Wer bestimmt – als Machthaber, mindestens als hegemonialer Meinungsbildner unsere Geschicke. Die Mehrheit, die Regierung? Wer genau legt die Richtung fest, deren Leitlinie wir erkennen – etwa daran, was vertreten werden darf und was als verwerflich gilt. Das als verwerflich Geltende – von Begriffen bis Handlungsweisen – nahm innerhalb der letzten beiden Jahrzehnte jedenfalls enorm zu.
Kurzer Exkurs: Niklas Luhmann hat die Gesellschaft systemtheoretisch zu erklären versucht, u. a. über den Begriff der Autopoiesis. Die Einheit des Systems und alle Elemente, aus denen das System besteht, werden durch dieses System selbst produziert.
Luhmann unterscheidet zwischen sozialen und psychischen Systemen. Psychische existieren in der Umwelt sozialer, und soziale in der Umwelt psychischer Systeme. Soziale Systeme sind dabei wesentlich Kommunikation. Keine Kommunikation ohne Bewußtsein und kein Bewußtsein ohne Kommunikation. Kommunikationssysteme erscheinen im Sinne einer Selbstreferenz operativ geschlossen. Zugleich verweisen sie mittels Beobachtung auf jeweils anderes: Fremdreferenz.
Es ergeben sich Beobachtungen zweiter Ordnung: Um eine genutzte Unterscheidung beobachten zu können, muß sie bezeichnet werden, und genau das setzt eine andere Unterscheidung voraus, in deren Rahmen die erste Unterscheidung wiederum von anderen Unterscheidungen unterschieden wird. –
In Anwendung dessen: Die politische Rechte steht außerhalb der Mitte der „Mehrheitsgesellschaft“, die sich selbst für die Mehrheit hält und daher – „Wir sind mehr!“ – im Recht und im Besitz der Wahrheit und gerechtfertigten Moral wähnt. Dieser Platz im Abseits ist für die kritische Perspektive von außen nicht nur komfortabel, er ist der einzige Ort, von dem aus sich die „Mehrheitsgesellschaft“ überhaupt jenseits ihrer eigenen Autopoiesis beobachten läßt.
Daher ist die Rechte nicht an „geltende Grundvereinbarungen“ gebunden: Die Gedanken sind frei! Allerdings muß sie zu ihrer eigenen Verortung stets klären: Wer ist sie selbst? Wo steht sie? Wie spinnt sich wiederum ihre Autopoiesis? – Sie versucht solche Klärungen etwa in dramatischen Auseinandersetzungen innerhalb der AfD zwischen den verschiedenen Lagern zu realisieren.
Die Rechte, der politische Paria, vermag den „blinden Fleck“ der anderen zu erkennen, den diese selbst nicht sehen, aus dem heraus sie jedoch wahrnehmen und ihre Autopoiesis entwickeln. Könnten sie sich selbst kritisch anschauen, wären die „politisch Anständigen“ mindestens verwundert über das überdehnte Bündnis von CSU bis grün und links, also von einem überspannten Spektrum, das von Markus Söder bis zu Carola Rackete und zu den Antifa-Rotten reicht.

═══

§ Aufgaben:
[1] Geben Sie aus dem Text über die politische Rechte die Stelle wortgetreu wieder, die mit „Wer bestimmt –“ beginnt und bis einschließlich „jedenfalls enorm zu.“ reicht.
[2] Führen Sie den Text über die politische Rechte im Anschluss an seinen letzten Satz weiter.
Die anschließenden Zeilen sind für die Bearbeitung nicht erforderlich.

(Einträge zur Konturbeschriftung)

═══

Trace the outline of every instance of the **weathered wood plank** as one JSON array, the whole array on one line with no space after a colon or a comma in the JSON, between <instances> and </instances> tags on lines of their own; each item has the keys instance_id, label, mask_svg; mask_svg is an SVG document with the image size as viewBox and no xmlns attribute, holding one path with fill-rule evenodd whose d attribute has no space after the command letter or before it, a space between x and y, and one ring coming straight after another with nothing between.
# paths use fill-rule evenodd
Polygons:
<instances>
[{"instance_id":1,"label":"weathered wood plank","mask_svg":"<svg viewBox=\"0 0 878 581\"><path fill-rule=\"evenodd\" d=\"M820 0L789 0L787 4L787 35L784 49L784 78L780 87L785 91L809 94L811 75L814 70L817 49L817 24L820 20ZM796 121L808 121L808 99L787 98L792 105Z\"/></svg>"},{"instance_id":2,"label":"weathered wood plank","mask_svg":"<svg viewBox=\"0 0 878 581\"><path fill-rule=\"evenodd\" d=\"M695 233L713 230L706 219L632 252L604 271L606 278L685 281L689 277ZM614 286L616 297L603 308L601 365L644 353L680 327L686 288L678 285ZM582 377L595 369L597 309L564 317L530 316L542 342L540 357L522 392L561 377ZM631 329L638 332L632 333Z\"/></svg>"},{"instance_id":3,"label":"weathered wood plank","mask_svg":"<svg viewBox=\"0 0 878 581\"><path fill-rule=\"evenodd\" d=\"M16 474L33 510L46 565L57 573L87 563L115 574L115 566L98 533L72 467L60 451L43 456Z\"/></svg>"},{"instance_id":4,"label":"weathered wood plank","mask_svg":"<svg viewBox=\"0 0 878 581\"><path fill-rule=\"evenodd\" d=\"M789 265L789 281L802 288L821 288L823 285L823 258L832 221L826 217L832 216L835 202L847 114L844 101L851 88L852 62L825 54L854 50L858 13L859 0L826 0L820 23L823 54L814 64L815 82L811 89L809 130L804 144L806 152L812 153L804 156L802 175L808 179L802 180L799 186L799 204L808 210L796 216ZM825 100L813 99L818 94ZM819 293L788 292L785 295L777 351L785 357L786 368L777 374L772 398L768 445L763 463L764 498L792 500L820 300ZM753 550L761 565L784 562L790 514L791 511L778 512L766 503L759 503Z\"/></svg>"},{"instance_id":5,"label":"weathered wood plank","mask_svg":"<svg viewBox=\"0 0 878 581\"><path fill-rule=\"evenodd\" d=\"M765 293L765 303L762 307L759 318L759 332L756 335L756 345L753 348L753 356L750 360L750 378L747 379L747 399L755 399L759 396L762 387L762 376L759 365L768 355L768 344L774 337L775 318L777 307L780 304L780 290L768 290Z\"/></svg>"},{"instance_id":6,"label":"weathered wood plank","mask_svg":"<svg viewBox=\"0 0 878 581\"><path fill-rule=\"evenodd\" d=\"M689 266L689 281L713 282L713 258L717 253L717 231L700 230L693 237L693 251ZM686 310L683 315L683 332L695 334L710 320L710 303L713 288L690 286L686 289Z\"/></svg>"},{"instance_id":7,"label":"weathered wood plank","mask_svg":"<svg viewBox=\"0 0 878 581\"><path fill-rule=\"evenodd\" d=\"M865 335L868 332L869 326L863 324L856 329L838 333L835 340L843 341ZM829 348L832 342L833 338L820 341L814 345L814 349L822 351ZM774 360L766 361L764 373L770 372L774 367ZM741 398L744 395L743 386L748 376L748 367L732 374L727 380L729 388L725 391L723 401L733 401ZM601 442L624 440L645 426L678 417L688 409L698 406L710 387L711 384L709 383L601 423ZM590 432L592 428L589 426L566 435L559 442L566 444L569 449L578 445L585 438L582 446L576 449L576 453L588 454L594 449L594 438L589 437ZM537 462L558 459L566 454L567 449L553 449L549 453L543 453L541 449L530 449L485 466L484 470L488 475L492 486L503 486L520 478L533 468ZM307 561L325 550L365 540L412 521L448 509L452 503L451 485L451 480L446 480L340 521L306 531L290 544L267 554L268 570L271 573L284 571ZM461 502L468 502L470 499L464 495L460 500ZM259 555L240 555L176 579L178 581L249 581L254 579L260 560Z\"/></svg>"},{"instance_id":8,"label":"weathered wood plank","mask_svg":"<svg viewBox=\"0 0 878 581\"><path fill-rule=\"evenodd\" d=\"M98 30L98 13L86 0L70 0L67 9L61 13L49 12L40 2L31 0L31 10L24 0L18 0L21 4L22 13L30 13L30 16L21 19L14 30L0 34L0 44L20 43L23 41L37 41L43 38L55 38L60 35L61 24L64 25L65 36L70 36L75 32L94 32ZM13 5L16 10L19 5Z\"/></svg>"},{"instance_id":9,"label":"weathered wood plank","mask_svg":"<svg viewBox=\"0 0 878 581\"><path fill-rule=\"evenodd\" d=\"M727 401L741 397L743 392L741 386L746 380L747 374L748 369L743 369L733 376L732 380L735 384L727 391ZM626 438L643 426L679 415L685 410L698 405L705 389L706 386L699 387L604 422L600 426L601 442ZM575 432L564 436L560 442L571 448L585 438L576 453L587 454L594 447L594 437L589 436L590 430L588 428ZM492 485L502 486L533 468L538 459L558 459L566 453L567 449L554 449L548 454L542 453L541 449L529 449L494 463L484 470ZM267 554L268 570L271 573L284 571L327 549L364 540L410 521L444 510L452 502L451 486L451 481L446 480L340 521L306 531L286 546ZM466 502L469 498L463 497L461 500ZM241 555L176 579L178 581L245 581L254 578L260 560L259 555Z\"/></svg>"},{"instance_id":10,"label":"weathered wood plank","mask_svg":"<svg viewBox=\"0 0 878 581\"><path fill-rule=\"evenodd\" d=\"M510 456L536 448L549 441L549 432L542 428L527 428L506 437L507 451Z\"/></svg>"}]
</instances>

═══

§ Lösungen:
[1]
Wer bestimmt – als Machthaber, mindestens als hegemonialer Meinungsbildner unsere Geschicke. Die Mehrheit, die Regierung? Wer genau legt die Richtung fest, deren Leitlinie wir erkennen – etwa daran, was vertreten werden darf und was als verwerflich gilt. Das als verwerflich Geltende – von Begriffen bis Handlungsweisen – nahm innerhalb der letzten beiden Jahrzehnte jedenfalls enorm zu.

[2]
Angela Merkel, der durchaus etwas Sibyllinisches eignet, steht dafür als eine so seltsame wie ausdauernd-beständige Personifizierung, ja beinahe als ein Symbol. Sogar physiognomisch: Kein natürliches Charisma, das eben dadurch zum Super-Charisma avancierte.
Mittlerweile sieht Merkel so aus, als hätte sie all diese Kräfte der „Mitte“ integriert und alle Feldlinien auf sich ausgerichtet. Sie ist das Gesicht der Berliner Republik und steht ebenso für „Christdemokratie“ wie für „Sozialdemokratie“, Strömungen, die ihren Gründungsimpuls längst verloren und die es an sich selbst überhaupt nicht mehr gibt. Nichts Ursprüngliches verbindet sich damit; alles scheint durchgemerkelt.
In der „Jungen Freiheit“ kommentierte Holger Douglas das Klima-Urteil des Verfassungsgerichts sehr treffend, indem er die ihm innewohnenden Tendenz genau erfaßte:
„Der Spruch aus Karlsruhe ist letztlich die Erbsünde einer linksgrünen Politik, die einen Machtblock quer durch alle Institutionen installiert hat. (…) Merkel und der Bundestag haben Verwaltungsgerichte und Souveränität der Länder ausgeschaltet und das Bundesverfassungsgericht politisiert. Stephan Harbarth, neuer Gerichtspräsident, hat geliefert. Merkels Mann fürs Grobe hatte bekanntlich im Dezember 2019 den extrem umstrittenen Migrationspakt für Merkel mit seiner Rede im Bundestag („wer gegen diesen Pakt stimmt, handelt gegen das nationale Interesse Deutschlands“) durchgedrückt.”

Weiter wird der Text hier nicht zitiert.